WHAT YOU WILL DO — The entries must be retyped exactly, down to the last line.

THE DATA —
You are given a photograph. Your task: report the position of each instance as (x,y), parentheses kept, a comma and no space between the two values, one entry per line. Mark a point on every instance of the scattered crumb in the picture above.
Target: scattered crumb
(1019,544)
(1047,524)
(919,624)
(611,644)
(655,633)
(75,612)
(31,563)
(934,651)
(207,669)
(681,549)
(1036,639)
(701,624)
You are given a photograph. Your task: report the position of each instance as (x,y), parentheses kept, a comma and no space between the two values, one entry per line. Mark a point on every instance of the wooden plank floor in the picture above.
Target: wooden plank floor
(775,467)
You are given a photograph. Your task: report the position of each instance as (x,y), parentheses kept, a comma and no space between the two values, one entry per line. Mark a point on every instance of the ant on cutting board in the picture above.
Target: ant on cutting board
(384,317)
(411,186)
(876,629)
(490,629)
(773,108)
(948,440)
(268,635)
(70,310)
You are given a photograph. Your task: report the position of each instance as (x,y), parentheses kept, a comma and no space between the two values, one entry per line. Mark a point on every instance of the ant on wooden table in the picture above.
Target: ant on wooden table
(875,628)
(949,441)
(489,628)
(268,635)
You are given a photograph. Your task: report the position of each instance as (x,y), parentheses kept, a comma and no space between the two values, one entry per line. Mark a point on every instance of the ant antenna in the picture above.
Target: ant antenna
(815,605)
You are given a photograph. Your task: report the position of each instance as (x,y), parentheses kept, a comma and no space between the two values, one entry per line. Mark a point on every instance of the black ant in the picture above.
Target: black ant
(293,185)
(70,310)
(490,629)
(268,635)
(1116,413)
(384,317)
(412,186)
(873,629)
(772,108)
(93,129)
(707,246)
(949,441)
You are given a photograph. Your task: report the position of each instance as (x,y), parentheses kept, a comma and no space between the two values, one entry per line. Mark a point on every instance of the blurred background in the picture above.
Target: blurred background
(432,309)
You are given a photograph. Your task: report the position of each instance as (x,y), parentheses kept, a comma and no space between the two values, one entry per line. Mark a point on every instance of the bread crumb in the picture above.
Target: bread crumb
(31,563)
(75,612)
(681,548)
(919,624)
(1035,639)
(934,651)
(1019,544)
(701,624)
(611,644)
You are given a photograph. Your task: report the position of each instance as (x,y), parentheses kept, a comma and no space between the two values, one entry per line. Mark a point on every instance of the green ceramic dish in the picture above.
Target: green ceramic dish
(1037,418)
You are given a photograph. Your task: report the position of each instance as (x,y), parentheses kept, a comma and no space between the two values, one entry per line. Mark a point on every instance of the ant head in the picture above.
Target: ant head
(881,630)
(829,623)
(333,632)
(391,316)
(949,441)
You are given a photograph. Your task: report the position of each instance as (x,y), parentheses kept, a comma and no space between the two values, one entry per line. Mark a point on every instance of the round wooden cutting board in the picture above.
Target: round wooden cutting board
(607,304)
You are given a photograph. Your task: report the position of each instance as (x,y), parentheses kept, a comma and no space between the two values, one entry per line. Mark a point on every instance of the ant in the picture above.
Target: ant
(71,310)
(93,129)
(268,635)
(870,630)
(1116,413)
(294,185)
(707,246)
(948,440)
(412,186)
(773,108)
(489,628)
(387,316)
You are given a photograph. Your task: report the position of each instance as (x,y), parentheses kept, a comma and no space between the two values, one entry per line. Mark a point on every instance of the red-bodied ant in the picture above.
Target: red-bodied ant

SOLUTION TO THE EXERCISE —
You are given a photograph. Your task: report the position of each instance as (x,y), parentheses kept, a comma and no space between the two values, one entry per line. Mark a point on every instance of the scattered crumb in the picture above.
Target: scattered crumb
(1019,544)
(1047,524)
(919,624)
(611,644)
(655,633)
(75,612)
(31,563)
(934,651)
(207,669)
(681,549)
(1036,639)
(701,624)
You are given a photograph. Your task: report the position of each instance as (x,y), parentheses kept, a comma and no space between the two values, one entry per line. Mark a point on every instance of the wooden plank floor in the picture above.
Target: wooden plank floor
(775,467)
You are given a photograph. Your task: report the position of each instance as (x,y), parentheses kept, a comma and no space between the two values, one entry per line. Mark a point on every instance of the ant on cutting board in the picture above.
Target: ant on cutting board
(384,317)
(411,186)
(876,629)
(490,629)
(773,108)
(948,440)
(268,635)
(70,310)
You are given a photograph. Your task: report the position of each instance as (x,y), parentheses kept, a comma and no space between the two values, one entry per line. Mark a point on every instance of the ant on wooden table in the picture above.
Target: ant on wooden table
(875,628)
(949,441)
(489,628)
(268,635)
You are given a photograph. Your task: report the position of each instance as (x,y), parentheses kept, a comma and no space between the two values, one entry per line. Mark a point on every instance of the ant antenna in the picture above.
Target: ant antenna
(815,605)
You are given a photograph. Your task: report the position of each instance as (x,y), parentheses kept, a comma and no space between the two values, one entry per line. Mark a point on every instance of the black ant in the picture above.
Target: black ant
(293,185)
(70,310)
(490,629)
(268,635)
(1116,413)
(384,317)
(412,186)
(873,629)
(772,108)
(93,129)
(707,246)
(949,441)
You are given a photograph. Your task: report the position of each instance as (x,y), parentheses kept, a comma and no space between the two values, one entry per line. Mark a point on every instance of the blurred background in the picture above.
Target: blurred background
(432,309)
You are given a photograph. Your task: report the position of each instance as (x,y), parentheses kept, a comma and no space between the two values, one entry per line. Mark a point on every instance of the bread crumb in the picture above.
Target: bread crumb
(31,563)
(75,612)
(681,548)
(919,624)
(1035,639)
(934,651)
(1019,544)
(701,624)
(611,644)
You are given a photograph. Your task: report the position of each instance as (x,y), parentheses kept, a comma and no space between the two values, one entry per line. Mark a point on every instance of the green ceramic dish in the picture above.
Target: green ceramic dish
(1037,418)
You are given a photograph. Your task: report the position of each instance as (x,y), parentheses kept, a comma and no space between the two values, one entry per line. Mark a point on every instance of the ant head in the picture above.
Target: ant head
(881,630)
(829,623)
(333,632)
(391,316)
(949,441)
You are given a photograph. Your task: report the position of each instance as (x,y), parentheses kept, a comma and no space between the two values, one entry per line. Mark a point on every instance of the round wooden cutting board in the picture above.
Target: round wooden cutting board
(607,304)
You are given a photograph. Your task: report the position of each instance as (x,y), parentheses kept, a comma and no space between the two values, one entry per line. Mark a point on every instance of the ant in the picture above.
Target: ant
(71,310)
(93,129)
(268,635)
(870,630)
(1116,413)
(294,185)
(707,246)
(948,440)
(412,186)
(773,108)
(489,628)
(387,316)
You are given a photograph. Your task: report the position of each instance as (x,y), parentheses kept, a comma and no space between the two values, one entry per line. Mark a point on every instance of the red-bodied ant in the picture above.
Target: red-bodied ant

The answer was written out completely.